**RECORDS SUPPLIED**
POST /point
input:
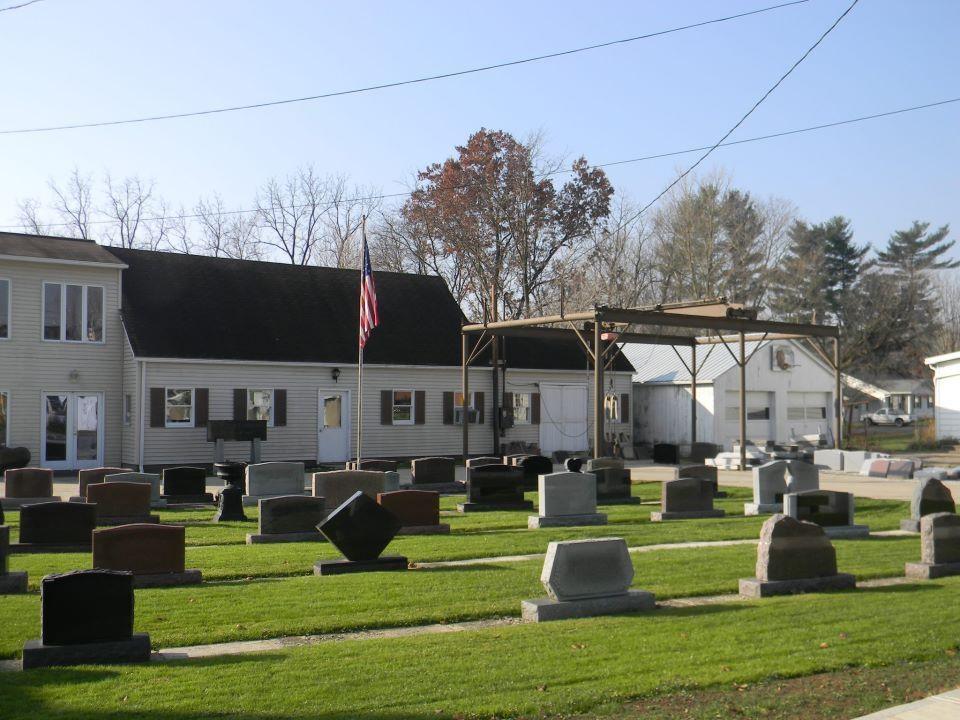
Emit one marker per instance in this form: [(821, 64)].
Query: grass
[(525, 670)]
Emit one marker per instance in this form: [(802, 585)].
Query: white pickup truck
[(887, 416)]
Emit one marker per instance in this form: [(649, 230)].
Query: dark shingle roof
[(192, 306), (44, 247)]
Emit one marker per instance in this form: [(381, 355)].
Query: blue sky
[(80, 60)]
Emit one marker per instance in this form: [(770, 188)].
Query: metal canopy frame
[(603, 330)]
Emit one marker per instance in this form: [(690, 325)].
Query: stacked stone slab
[(831, 510), (418, 510), (939, 547), (185, 485), (23, 486), (289, 518), (86, 619), (794, 557), (584, 578), (336, 486), (929, 496), (56, 527), (10, 582), (273, 479), (155, 554), (361, 529), (566, 500), (686, 498), (495, 487), (121, 503), (151, 479)]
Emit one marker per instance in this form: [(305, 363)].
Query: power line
[(612, 163), (749, 112), (398, 83)]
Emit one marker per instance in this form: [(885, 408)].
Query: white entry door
[(333, 426), (563, 418), (72, 430)]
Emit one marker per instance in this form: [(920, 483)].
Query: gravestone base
[(926, 571), (187, 577), (13, 583), (38, 655), (754, 588), (762, 508), (846, 532), (308, 536), (441, 529), (535, 521), (493, 507), (14, 503), (659, 516), (342, 566), (128, 520), (547, 609)]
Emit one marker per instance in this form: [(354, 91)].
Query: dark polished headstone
[(58, 523), (86, 606), (230, 505), (360, 528)]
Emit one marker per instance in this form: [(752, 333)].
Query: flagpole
[(363, 240)]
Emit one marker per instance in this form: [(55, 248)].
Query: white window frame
[(193, 407), (9, 283), (83, 313), (393, 406), (273, 402)]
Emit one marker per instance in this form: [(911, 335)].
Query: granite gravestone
[(794, 556), (584, 578), (155, 554), (495, 487), (566, 500), (23, 486), (418, 510), (289, 518), (10, 582), (361, 529), (46, 527), (831, 510), (939, 547), (185, 485), (86, 618), (121, 503), (929, 496), (686, 498)]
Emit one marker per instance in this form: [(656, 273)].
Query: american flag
[(368, 298)]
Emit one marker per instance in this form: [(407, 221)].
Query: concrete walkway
[(937, 707)]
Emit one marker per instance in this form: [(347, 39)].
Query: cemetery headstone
[(939, 547), (22, 486), (831, 510), (155, 554), (686, 498), (566, 500), (929, 496), (495, 487), (794, 556), (418, 510), (86, 618), (361, 529), (185, 485), (56, 526), (10, 582), (584, 578), (121, 503)]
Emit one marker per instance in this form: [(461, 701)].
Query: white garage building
[(790, 393), (946, 394)]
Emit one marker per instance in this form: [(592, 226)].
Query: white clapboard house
[(790, 393), (113, 356)]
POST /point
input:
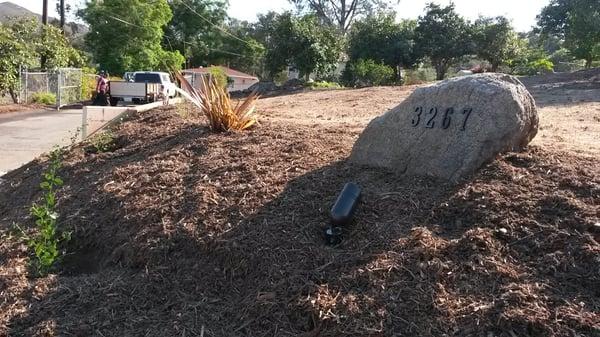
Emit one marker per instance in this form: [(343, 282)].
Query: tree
[(126, 35), (443, 36), (15, 51), (22, 43), (303, 43), (495, 40), (193, 30), (341, 13), (242, 51), (578, 23), (381, 39)]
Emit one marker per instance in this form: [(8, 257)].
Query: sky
[(521, 12)]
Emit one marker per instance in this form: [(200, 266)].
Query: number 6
[(447, 118)]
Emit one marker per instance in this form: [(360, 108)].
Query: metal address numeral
[(419, 111)]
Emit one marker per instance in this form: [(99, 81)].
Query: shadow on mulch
[(185, 232)]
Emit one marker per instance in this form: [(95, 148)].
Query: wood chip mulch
[(182, 232)]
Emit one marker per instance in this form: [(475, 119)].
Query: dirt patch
[(184, 232)]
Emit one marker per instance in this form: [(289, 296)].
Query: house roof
[(230, 72)]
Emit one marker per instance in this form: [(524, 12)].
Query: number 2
[(430, 122), (418, 117)]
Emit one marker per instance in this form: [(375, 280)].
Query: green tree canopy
[(23, 42), (192, 30), (381, 39), (578, 23), (341, 13), (443, 36), (126, 35), (495, 40), (304, 43)]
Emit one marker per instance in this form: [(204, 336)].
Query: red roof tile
[(230, 72)]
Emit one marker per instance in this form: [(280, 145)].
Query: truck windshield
[(147, 77)]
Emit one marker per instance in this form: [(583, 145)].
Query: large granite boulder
[(448, 130)]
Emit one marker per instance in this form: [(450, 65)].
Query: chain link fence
[(64, 85)]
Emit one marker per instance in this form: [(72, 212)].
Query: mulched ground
[(182, 232)]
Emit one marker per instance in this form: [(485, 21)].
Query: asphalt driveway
[(26, 135)]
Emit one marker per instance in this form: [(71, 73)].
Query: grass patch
[(46, 98), (102, 142), (324, 85)]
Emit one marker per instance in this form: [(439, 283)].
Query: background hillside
[(9, 10)]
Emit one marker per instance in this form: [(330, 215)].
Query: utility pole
[(62, 15), (44, 22), (45, 13)]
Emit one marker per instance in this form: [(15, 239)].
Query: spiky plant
[(215, 103)]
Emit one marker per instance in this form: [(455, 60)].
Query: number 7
[(466, 112)]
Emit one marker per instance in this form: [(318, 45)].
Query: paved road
[(26, 135)]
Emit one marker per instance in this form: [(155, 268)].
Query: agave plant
[(215, 103)]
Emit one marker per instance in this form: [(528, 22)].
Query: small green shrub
[(280, 77), (46, 98), (220, 76), (324, 85), (367, 73), (46, 243), (102, 142), (535, 67), (419, 76)]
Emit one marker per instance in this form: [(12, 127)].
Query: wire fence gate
[(65, 84)]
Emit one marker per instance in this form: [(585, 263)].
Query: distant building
[(237, 80)]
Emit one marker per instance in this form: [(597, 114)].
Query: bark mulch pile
[(181, 232)]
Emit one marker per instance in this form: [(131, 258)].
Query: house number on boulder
[(448, 130), (433, 112)]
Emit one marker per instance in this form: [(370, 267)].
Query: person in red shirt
[(102, 89)]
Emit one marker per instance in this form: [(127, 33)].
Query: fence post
[(26, 86), (20, 84), (84, 124), (58, 89)]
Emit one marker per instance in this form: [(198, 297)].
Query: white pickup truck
[(147, 86)]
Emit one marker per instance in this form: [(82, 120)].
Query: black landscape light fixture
[(342, 212)]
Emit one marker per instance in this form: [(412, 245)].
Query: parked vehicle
[(147, 86)]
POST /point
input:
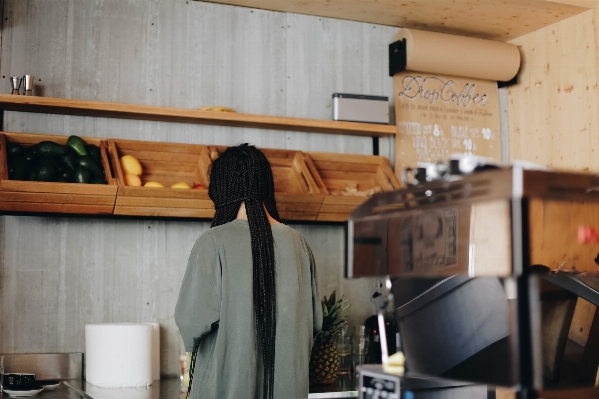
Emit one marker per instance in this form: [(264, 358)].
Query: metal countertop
[(166, 388)]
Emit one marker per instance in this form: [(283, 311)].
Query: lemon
[(180, 185), (130, 164), (153, 184), (395, 364), (132, 180)]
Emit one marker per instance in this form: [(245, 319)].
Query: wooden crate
[(33, 196), (297, 193), (167, 163), (336, 173)]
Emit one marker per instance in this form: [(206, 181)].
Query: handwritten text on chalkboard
[(433, 89)]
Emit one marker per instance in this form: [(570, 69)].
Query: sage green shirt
[(215, 306)]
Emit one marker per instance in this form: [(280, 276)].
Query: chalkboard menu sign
[(438, 116), (376, 385)]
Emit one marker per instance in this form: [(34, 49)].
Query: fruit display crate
[(297, 191), (166, 163), (50, 197), (347, 180)]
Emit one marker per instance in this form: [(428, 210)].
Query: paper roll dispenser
[(454, 55)]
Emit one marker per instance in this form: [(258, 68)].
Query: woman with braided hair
[(249, 303)]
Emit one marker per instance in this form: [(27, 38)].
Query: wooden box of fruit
[(297, 193), (161, 179), (348, 180), (55, 174)]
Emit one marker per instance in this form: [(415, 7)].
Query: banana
[(216, 108)]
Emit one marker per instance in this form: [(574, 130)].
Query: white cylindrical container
[(118, 354)]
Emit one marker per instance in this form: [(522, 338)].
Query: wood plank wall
[(58, 274), (554, 120), (553, 110)]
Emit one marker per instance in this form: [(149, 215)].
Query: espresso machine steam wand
[(382, 301)]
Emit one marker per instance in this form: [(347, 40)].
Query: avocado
[(13, 149), (31, 172), (47, 169), (67, 160), (30, 152), (17, 168), (67, 175), (77, 144), (97, 180), (87, 162), (49, 148), (82, 175), (94, 152)]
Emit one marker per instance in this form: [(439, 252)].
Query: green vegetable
[(49, 148), (13, 149), (82, 175), (47, 169), (87, 162), (30, 152), (32, 172), (68, 161), (67, 176), (17, 168), (77, 144), (94, 152)]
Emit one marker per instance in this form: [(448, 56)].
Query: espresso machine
[(490, 273)]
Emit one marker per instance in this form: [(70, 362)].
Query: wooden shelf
[(487, 19), (309, 186), (151, 113)]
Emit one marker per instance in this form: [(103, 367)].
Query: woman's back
[(216, 305)]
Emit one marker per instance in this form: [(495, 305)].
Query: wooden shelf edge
[(65, 106)]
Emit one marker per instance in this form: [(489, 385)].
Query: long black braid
[(243, 174)]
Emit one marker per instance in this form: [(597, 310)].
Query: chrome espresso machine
[(493, 277)]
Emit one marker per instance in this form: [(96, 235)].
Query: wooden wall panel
[(553, 110), (58, 274)]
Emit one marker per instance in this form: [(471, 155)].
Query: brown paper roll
[(455, 55)]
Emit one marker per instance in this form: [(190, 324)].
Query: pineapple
[(324, 360)]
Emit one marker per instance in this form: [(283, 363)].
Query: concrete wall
[(59, 273)]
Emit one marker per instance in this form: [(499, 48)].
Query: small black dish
[(49, 385), (33, 387), (19, 381)]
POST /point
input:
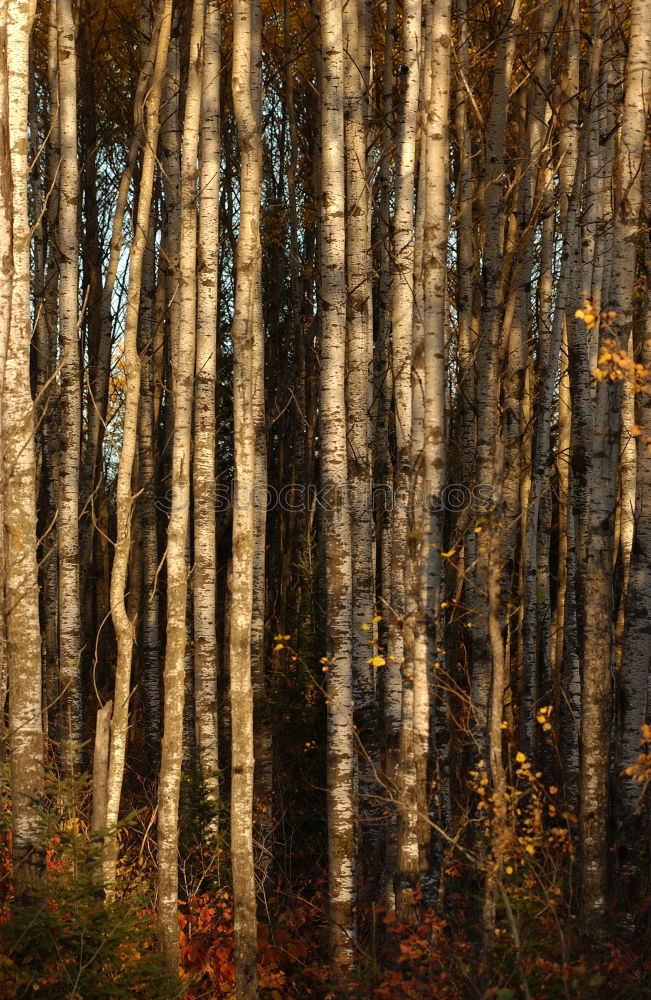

**TASK DETAILS**
Please format the lines as a numbered list, starting at the line that contains "Emit one marker per instance in this form: [(415, 7)]." and ending at the line that contains "[(59, 273)]", with both of those lines included and any blank lines left out.

**ANSWER BELOW**
1. Emit one marker per instance in this form: [(415, 7)].
2. Query: banana
3. [(216, 108)]
4. Emit one marker per instance in this form: [(574, 130)].
5. Query: white cylindrical container
6. [(118, 354)]
7. Emit one marker per instance in this form: [(522, 338)].
8. Query: wood plank wall
9. [(58, 274), (554, 120), (553, 110)]
10. Emit one marker per instance in this form: [(149, 215)].
11. Query: espresso machine steam wand
12. [(382, 301)]
13. Emit one marker per instance in this form: [(347, 40)].
14. Query: avocado
15. [(13, 149), (31, 172), (47, 169), (67, 160), (30, 152), (17, 168), (67, 175), (77, 144), (97, 180), (87, 162), (49, 148), (82, 175), (94, 152)]
16. Emit one marker per instance in this form: [(439, 252)].
17. Query: green vegetable
18. [(49, 148), (13, 149), (82, 175), (47, 169), (87, 162), (30, 152), (32, 172), (68, 161), (67, 176), (17, 168), (77, 144), (94, 152)]
19. Emit one marker per instance in this form: [(448, 56)].
20. Query: espresso machine
21. [(490, 273)]
22. Emit one marker per instance in this form: [(70, 362)].
23. Query: wooden shelf
24. [(487, 19), (309, 186), (151, 113)]
25. Emit one marker per instance in this form: [(103, 367)].
26. Query: woman's back
27. [(216, 305)]
28. Emit one marker per instance in this form: [(495, 305)].
29. Query: wooden shelf edge
30. [(65, 106)]
31. Emit one marker per instance in this form: [(489, 385)].
32. Query: long black braid
33. [(243, 174)]
34. Emit one marker per instance in this form: [(597, 310)].
35. Query: chrome espresso machine
36. [(493, 277)]
37. Emit one marker per instance in this form: [(96, 235)].
38. Query: wooden wall panel
39. [(553, 110), (58, 274)]
40. Emit one marker per instance in this form: [(471, 155)].
41. Query: brown paper roll
42. [(455, 55)]
43. Emit one marker per instance in this form: [(190, 324)].
44. Query: pineapple
45. [(324, 360)]
46. Emit one marker per instance in this form: [(283, 363)].
47. Query: concrete wall
48. [(59, 273)]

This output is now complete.